■ **What you will do**: Copy everything from the line containing "Where can you see the yellow" down to the end of the records below, requests included. Scale each coordinate in the answers by 1.95 and round it to a whole number, with halves rounding up.
-- BEGIN Provided records --
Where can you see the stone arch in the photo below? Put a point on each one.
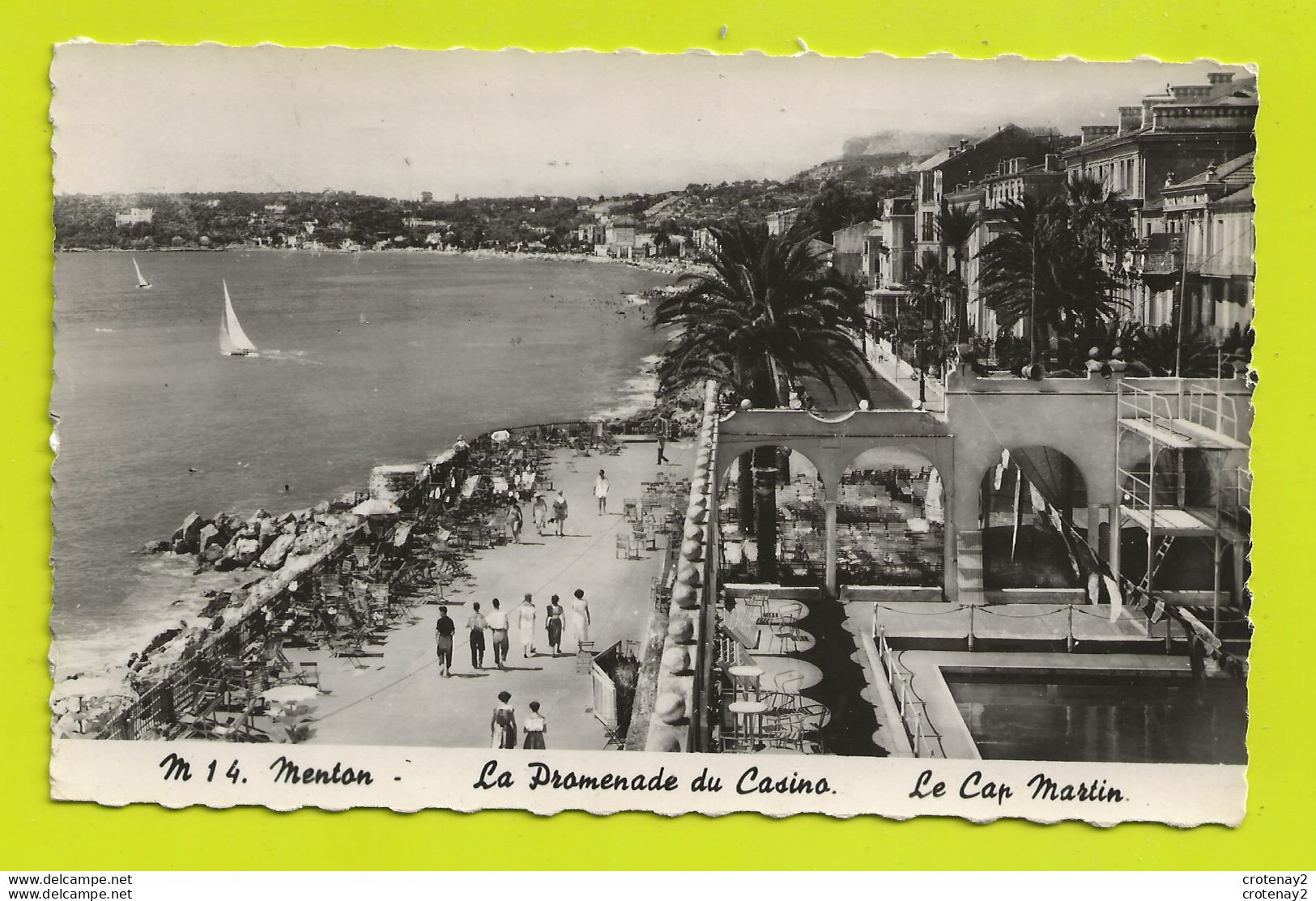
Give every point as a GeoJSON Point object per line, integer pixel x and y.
{"type": "Point", "coordinates": [1033, 512]}
{"type": "Point", "coordinates": [891, 517]}
{"type": "Point", "coordinates": [799, 497]}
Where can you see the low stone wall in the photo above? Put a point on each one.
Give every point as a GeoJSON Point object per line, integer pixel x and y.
{"type": "Point", "coordinates": [674, 721]}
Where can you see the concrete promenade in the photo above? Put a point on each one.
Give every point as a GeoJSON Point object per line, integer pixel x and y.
{"type": "Point", "coordinates": [400, 699]}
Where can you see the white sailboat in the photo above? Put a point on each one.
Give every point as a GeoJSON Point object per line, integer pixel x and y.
{"type": "Point", "coordinates": [233, 340]}
{"type": "Point", "coordinates": [141, 279]}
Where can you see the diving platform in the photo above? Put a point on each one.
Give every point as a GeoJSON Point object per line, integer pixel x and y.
{"type": "Point", "coordinates": [1182, 435]}
{"type": "Point", "coordinates": [1181, 522]}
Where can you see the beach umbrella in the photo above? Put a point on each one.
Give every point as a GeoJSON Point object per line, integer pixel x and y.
{"type": "Point", "coordinates": [375, 507]}
{"type": "Point", "coordinates": [91, 686]}
{"type": "Point", "coordinates": [291, 695]}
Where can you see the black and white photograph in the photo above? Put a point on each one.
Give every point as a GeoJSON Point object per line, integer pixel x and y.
{"type": "Point", "coordinates": [477, 429]}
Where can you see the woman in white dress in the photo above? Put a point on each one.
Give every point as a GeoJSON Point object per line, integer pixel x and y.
{"type": "Point", "coordinates": [526, 614]}
{"type": "Point", "coordinates": [579, 618]}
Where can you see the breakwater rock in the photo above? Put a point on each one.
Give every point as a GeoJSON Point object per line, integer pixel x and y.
{"type": "Point", "coordinates": [261, 539]}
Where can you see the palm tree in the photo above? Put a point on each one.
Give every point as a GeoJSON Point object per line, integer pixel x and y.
{"type": "Point", "coordinates": [954, 227]}
{"type": "Point", "coordinates": [1040, 270]}
{"type": "Point", "coordinates": [770, 313]}
{"type": "Point", "coordinates": [1099, 217]}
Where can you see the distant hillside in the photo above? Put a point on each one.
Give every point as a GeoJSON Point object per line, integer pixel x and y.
{"type": "Point", "coordinates": [859, 168]}
{"type": "Point", "coordinates": [918, 143]}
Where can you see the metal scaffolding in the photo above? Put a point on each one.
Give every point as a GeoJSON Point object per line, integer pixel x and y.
{"type": "Point", "coordinates": [1193, 421]}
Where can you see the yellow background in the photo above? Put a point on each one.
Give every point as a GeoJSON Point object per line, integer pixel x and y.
{"type": "Point", "coordinates": [1277, 36]}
-- END Provided records --
■ **Exercise output**:
Where can you see the yellow background in the photo above? Put a point on each one.
Give every point as a GeoJSON Point object per line, integer pixel x and y.
{"type": "Point", "coordinates": [2490, 70]}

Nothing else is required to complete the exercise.